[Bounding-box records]
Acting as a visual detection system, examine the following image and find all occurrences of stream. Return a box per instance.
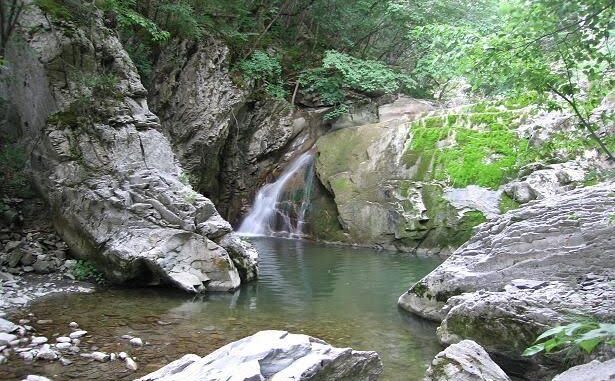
[6,238,448,381]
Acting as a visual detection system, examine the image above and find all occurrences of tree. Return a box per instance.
[466,0,615,160]
[0,0,24,59]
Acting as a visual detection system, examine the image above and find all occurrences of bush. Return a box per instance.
[0,141,34,198]
[523,321,615,356]
[70,260,105,284]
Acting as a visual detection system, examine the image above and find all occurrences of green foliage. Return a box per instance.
[238,50,286,99]
[70,260,105,284]
[0,139,34,198]
[523,321,615,357]
[124,42,154,84]
[102,0,171,42]
[34,0,73,20]
[406,111,529,189]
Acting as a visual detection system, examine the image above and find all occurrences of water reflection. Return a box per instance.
[0,239,439,381]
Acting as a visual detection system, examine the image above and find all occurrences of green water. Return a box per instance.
[0,239,440,381]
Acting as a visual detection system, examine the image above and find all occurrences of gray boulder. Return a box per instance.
[553,359,615,381]
[438,274,615,363]
[399,182,615,321]
[137,331,382,381]
[424,340,510,381]
[0,2,256,292]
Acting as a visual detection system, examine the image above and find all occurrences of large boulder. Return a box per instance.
[308,102,501,255]
[137,331,382,381]
[424,340,510,381]
[553,359,615,381]
[399,182,615,321]
[399,182,615,378]
[2,4,256,292]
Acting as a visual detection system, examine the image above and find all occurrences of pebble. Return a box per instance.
[60,357,73,366]
[32,336,49,345]
[90,352,110,362]
[130,337,143,347]
[0,332,17,345]
[36,344,58,360]
[68,331,88,339]
[56,343,72,350]
[126,357,139,372]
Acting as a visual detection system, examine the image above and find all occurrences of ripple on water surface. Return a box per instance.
[6,239,448,381]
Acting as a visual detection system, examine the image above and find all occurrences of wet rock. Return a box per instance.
[60,357,73,366]
[36,344,59,361]
[22,375,51,381]
[139,331,382,381]
[424,340,510,381]
[89,352,111,362]
[0,318,17,333]
[56,343,72,350]
[399,182,615,320]
[130,337,143,347]
[0,332,17,345]
[126,357,139,372]
[30,336,49,345]
[68,330,88,339]
[2,2,258,292]
[553,359,615,381]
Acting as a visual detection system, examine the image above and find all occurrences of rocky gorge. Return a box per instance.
[0,1,615,381]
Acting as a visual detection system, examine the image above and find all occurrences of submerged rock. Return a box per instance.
[137,331,382,381]
[0,7,256,292]
[424,340,510,381]
[399,182,615,378]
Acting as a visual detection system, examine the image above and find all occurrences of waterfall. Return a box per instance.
[237,151,314,238]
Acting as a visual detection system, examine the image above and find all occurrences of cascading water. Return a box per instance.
[237,151,314,238]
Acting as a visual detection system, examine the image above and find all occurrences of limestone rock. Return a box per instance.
[0,3,256,292]
[438,274,615,363]
[399,182,615,320]
[138,331,382,381]
[553,359,615,381]
[316,111,488,254]
[424,340,510,381]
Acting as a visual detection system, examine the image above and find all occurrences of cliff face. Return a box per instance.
[144,39,608,255]
[149,38,329,223]
[2,2,256,292]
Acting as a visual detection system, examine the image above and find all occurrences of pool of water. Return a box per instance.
[6,239,448,381]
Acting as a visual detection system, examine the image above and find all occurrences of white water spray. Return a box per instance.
[237,151,314,238]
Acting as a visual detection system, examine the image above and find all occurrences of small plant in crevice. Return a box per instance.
[70,259,106,285]
[523,321,615,357]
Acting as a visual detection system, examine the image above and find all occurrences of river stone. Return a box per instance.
[424,340,510,381]
[138,331,382,381]
[0,6,256,292]
[0,318,18,333]
[399,182,615,320]
[0,332,17,345]
[553,359,615,381]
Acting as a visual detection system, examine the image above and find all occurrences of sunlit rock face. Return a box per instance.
[399,181,615,377]
[3,2,256,292]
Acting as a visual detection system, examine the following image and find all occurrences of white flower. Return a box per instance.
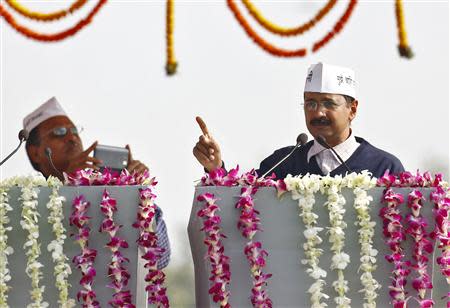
[303,227,323,240]
[331,252,350,270]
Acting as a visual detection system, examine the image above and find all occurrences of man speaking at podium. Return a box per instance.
[23,97,170,269]
[193,63,404,179]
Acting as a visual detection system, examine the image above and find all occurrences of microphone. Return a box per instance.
[261,133,308,178]
[45,147,64,179]
[0,129,28,166]
[316,135,352,173]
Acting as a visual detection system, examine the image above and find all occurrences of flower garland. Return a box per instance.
[395,0,414,59]
[64,169,151,186]
[69,195,100,308]
[343,170,381,308]
[227,0,306,57]
[166,0,178,75]
[0,183,14,307]
[197,193,231,308]
[47,176,75,308]
[99,189,135,308]
[430,186,450,288]
[312,0,357,52]
[242,0,337,36]
[379,188,410,307]
[235,170,275,307]
[0,0,106,42]
[284,174,329,308]
[64,169,169,307]
[197,166,286,307]
[406,189,434,307]
[20,174,48,308]
[320,176,351,307]
[133,186,169,307]
[5,0,87,21]
[377,171,450,307]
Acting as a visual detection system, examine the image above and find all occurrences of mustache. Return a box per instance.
[309,117,331,126]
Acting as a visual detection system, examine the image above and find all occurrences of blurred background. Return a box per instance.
[0,0,449,307]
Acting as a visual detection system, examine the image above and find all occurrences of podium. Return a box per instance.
[188,186,450,308]
[7,186,146,307]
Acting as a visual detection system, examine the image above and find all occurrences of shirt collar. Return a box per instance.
[307,131,359,163]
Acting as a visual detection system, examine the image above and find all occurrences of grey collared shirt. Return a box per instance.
[307,133,359,174]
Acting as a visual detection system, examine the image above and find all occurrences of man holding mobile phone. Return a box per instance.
[23,97,170,268]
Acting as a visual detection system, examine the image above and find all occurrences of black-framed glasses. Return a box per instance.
[302,100,342,111]
[45,126,83,138]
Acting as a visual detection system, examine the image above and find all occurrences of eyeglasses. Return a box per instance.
[45,126,83,138]
[302,100,342,111]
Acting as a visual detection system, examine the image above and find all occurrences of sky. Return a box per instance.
[0,0,449,262]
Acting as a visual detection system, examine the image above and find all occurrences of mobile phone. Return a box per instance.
[94,144,128,171]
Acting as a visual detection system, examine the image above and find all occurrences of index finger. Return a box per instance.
[125,144,133,163]
[195,116,209,137]
[83,141,98,155]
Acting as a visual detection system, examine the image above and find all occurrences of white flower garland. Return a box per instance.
[47,176,75,308]
[19,177,48,308]
[344,170,381,308]
[320,175,351,308]
[0,182,14,308]
[284,174,329,308]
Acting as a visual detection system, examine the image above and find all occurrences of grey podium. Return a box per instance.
[8,186,146,307]
[188,187,449,308]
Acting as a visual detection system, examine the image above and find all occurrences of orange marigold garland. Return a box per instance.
[227,0,306,57]
[242,0,337,36]
[395,0,414,59]
[0,0,106,42]
[312,0,358,52]
[166,0,178,75]
[5,0,87,21]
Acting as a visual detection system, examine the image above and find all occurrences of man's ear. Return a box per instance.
[349,99,358,122]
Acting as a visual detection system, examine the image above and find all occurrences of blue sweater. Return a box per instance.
[257,137,404,179]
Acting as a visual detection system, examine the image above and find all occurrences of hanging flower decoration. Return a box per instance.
[343,170,381,308]
[69,195,100,308]
[5,0,87,21]
[320,176,351,307]
[197,193,231,308]
[20,178,48,308]
[0,0,106,42]
[312,0,357,52]
[284,173,329,308]
[166,0,178,75]
[380,188,411,307]
[133,186,169,307]
[242,0,337,36]
[406,190,434,307]
[0,182,14,307]
[99,189,135,308]
[47,176,75,308]
[395,0,414,59]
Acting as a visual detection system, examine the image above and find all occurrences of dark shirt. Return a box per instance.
[257,137,404,179]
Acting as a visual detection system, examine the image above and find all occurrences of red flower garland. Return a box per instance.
[69,195,100,308]
[197,193,231,308]
[133,186,169,307]
[99,189,135,308]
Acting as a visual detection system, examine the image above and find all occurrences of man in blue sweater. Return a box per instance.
[193,63,404,179]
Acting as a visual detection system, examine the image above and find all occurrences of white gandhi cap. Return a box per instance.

» What to produce
Starting at the first line and ending at the line containing "[0,239,439,381]", render the lines as a numbered list, skipping blank lines and leaving out the pictures.

» The completed task
1. Acting as a visual detection system, examine the following image and find all occurrences of stream. Return a box per instance.
2. [6,238,448,381]
3. Acting as a visual detection system, examine the image above and find all occurrences of tree. Return a box per instance.
4. [466,0,615,160]
5. [0,0,24,59]
6. Acting as a visual detection system, examine the image above and find all occurrences of bush. Return a box per instance.
7. [0,141,34,198]
8. [523,321,615,356]
9. [70,260,105,284]
10. Acting as a visual detection system, examine the image above and find all occurrences of green foliage. Return a box per instance.
11. [238,50,286,99]
12. [70,260,105,284]
13. [0,139,34,198]
14. [523,321,615,357]
15. [124,42,154,84]
16. [102,0,171,42]
17. [34,0,73,20]
18. [406,111,529,189]
19. Acting as a visual detection system, examine the image above and find all occurrences of water reflection. Return a box per instance.
20. [0,239,439,381]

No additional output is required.